EXERCISE TEXT:
== Segment start ==
If you have books or other resources you would like to recommend, whether for teachers or for use in class, please contact us. Perhaps your students would like to help review new titles?

These are examples of the reviews contained within the members' section of the site.

Titles Vintage Living Texts: Martin Amis and Salman Rushdie (two volumes in series)
Authors Margaret Reynolds and Jonathan Noakes
Reviewed byPeter Owen
See the 'Vintage Living Texts' in our bookshop Vintage Living Texts series
'Vintage Living Texts' is a new range of critical guides to modern literature, each volume centred on one author and focused on three or four texts. In an effort to broaden the potential readership, the texts offer themselves to 'teacher, student or general reader', although the preface reveals that the real target audience is teachers and students of A Level Literature. The exercises are 'tailored to [AS and A2] assessment objectives' (while acknowledging that these will vary for each specification) and the texts and authors included (Morrison, McEwan, Atwood, Winterson and others) are all likely to appear on specifications or be chosen for coursework modules. The advantage for a teacher is that the exercises and proposed routes through the novels can be 'easily fitted into a lesson plan' (which, generally speaking, is so). For A Level students, the guides are admirably accessible, student-friendly features including:

  • a recent author interview, each conducted specifically for this series;
  • a bibliography listing websites as well as books;
  • a selection of extracts from contemporary reviews of the novels;
  • sensible suggestions about the different types of 'reading activity' these texts might require;
  • an accessible glossary of literary terms (different in each volume: a refreshing change).
Random House's description of these volumes as 'a new concept in reading guides' might be a touch grandiose, but they do represent a convenient compilation of several of the most useful strands of good reading guides: their claim to be as useful to the student as to the teacher is well-sustained.

Buy Martin Amis from our bookshop Martin Amis
The author-interview is substantial (15 pages), informative and readable. Perceptive questions are posed and Amis provides answers which conveniently touch on several of the frameworks most A Level teachers would want to provide for their students: Burgess' distinction between A-type and B-type novels; a brief working definition of post-modernism; the existence of an 'ideal reader'. Moreover, his conversational style implies a thoughtful and amiable man (a useful contrast, for first-time readers, to the various fictional narrators of the novels they are about to study). This interview would itself provide enough material for a short series of introductory lessons, and the 'reading guides' provided for each novel are extrapolated from issues raised in the interview.
== Segment end ==
QUESTIONS TO ANSWER:
1 – How many pages long is the Martin Amis author interview, according to the review?
2 – Transcribe a passage from the review, beginning at the words "These are examples" and stopping after "volumes in series)".
Work from the review alone.

Stored data:
== Segment start ==
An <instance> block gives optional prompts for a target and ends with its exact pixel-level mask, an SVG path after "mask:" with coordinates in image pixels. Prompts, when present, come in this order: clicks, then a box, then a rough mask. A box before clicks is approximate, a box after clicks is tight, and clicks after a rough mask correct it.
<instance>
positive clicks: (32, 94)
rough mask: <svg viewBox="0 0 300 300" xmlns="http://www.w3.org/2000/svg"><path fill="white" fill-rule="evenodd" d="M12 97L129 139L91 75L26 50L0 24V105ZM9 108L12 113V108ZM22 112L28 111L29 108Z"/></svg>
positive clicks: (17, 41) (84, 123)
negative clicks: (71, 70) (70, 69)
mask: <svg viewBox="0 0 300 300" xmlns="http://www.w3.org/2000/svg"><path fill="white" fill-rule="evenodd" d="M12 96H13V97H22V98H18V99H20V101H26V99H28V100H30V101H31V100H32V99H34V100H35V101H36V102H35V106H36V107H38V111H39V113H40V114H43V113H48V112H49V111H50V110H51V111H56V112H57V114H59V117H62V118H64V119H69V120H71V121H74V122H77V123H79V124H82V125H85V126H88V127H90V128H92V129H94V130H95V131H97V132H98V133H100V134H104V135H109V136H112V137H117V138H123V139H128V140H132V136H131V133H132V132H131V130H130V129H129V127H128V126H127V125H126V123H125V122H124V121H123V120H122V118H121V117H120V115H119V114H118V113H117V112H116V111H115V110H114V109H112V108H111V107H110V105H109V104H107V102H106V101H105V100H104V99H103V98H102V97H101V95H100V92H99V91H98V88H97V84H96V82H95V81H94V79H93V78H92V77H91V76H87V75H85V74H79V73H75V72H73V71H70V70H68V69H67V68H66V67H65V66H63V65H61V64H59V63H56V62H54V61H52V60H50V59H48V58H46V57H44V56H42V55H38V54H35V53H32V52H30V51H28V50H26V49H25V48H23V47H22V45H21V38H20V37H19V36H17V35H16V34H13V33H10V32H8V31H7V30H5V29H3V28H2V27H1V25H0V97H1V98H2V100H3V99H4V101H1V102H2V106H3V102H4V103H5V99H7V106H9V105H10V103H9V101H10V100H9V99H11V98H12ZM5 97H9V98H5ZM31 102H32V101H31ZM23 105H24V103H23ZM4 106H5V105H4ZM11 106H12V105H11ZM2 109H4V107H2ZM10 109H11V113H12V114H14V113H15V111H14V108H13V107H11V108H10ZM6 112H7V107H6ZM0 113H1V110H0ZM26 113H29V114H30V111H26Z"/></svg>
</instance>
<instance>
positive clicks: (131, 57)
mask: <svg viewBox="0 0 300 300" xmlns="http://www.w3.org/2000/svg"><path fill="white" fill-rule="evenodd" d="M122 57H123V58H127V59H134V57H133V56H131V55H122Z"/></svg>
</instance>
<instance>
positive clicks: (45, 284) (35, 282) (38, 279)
== Segment end ==
RESPONSES PER TASK:
1 – It is 15 pages long.

2 –
These are examples of the reviews contained within the members' section of the site.

Titles Vintage Living Texts: Martin Amis and Salman Rushdie (two volumes in series)